Task description — Retype the rows from the beginning through the line that contains "M 19 114 L 13", with both ends included, and leave the pictures out of your copy.

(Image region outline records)
-- Begin --

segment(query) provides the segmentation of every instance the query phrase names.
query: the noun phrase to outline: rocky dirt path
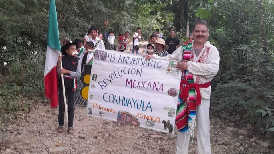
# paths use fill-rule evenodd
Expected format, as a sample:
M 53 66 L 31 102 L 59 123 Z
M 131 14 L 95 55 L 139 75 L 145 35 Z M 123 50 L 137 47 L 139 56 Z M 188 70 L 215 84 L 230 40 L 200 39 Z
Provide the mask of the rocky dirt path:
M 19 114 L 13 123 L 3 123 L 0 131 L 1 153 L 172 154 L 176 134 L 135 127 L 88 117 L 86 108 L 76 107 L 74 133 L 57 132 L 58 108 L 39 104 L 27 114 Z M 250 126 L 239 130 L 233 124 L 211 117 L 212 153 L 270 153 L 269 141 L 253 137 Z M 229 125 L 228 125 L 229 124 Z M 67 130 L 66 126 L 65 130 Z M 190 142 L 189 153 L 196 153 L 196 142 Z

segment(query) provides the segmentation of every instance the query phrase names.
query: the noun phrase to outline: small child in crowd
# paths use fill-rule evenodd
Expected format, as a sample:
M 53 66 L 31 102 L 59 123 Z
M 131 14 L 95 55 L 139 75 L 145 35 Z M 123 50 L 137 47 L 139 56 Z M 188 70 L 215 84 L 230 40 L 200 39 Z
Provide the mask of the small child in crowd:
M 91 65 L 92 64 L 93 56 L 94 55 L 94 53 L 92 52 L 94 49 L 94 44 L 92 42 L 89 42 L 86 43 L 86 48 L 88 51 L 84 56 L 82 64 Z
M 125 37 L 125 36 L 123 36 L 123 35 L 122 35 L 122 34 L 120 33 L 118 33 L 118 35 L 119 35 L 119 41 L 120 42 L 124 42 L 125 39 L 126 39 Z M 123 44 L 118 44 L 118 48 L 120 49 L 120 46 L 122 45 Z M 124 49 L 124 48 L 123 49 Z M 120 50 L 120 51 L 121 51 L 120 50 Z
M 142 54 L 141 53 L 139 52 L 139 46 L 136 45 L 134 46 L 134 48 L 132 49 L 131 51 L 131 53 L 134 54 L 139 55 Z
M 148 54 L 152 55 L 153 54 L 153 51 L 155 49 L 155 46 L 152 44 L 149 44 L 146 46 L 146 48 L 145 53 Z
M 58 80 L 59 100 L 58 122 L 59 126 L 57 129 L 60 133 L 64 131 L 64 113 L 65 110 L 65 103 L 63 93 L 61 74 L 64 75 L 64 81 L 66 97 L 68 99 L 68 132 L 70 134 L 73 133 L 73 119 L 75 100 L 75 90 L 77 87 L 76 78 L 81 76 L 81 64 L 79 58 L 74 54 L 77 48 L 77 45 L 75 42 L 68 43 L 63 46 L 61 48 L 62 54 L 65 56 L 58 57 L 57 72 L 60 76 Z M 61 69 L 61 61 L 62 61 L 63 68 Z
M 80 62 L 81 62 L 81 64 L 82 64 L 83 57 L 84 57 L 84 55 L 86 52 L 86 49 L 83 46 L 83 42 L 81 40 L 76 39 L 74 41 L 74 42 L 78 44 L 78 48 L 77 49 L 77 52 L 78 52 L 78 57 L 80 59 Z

-- End --

Problem solution —
segment(query) provides the segmentation of every instance the query phrase names.
query: the noun phrase to outline: rocky dirt path
# paths use fill-rule evenodd
Expected format, as a sample:
M 53 66 L 31 102 L 59 123 Z
M 131 14 L 95 55 L 139 75 L 145 35 Z M 123 50 L 137 47 L 139 56 Z M 188 70 L 215 84 L 230 40 L 200 39 Z
Provide the mask of the rocky dirt path:
M 19 114 L 13 123 L 3 123 L 0 131 L 1 153 L 172 154 L 176 134 L 135 127 L 88 117 L 86 108 L 76 107 L 74 133 L 57 132 L 58 108 L 39 104 L 27 114 Z M 250 126 L 239 130 L 233 124 L 211 117 L 212 153 L 270 153 L 269 141 L 253 137 Z M 229 125 L 228 125 L 229 124 Z M 67 130 L 66 126 L 65 130 Z M 190 142 L 189 153 L 196 153 L 196 142 Z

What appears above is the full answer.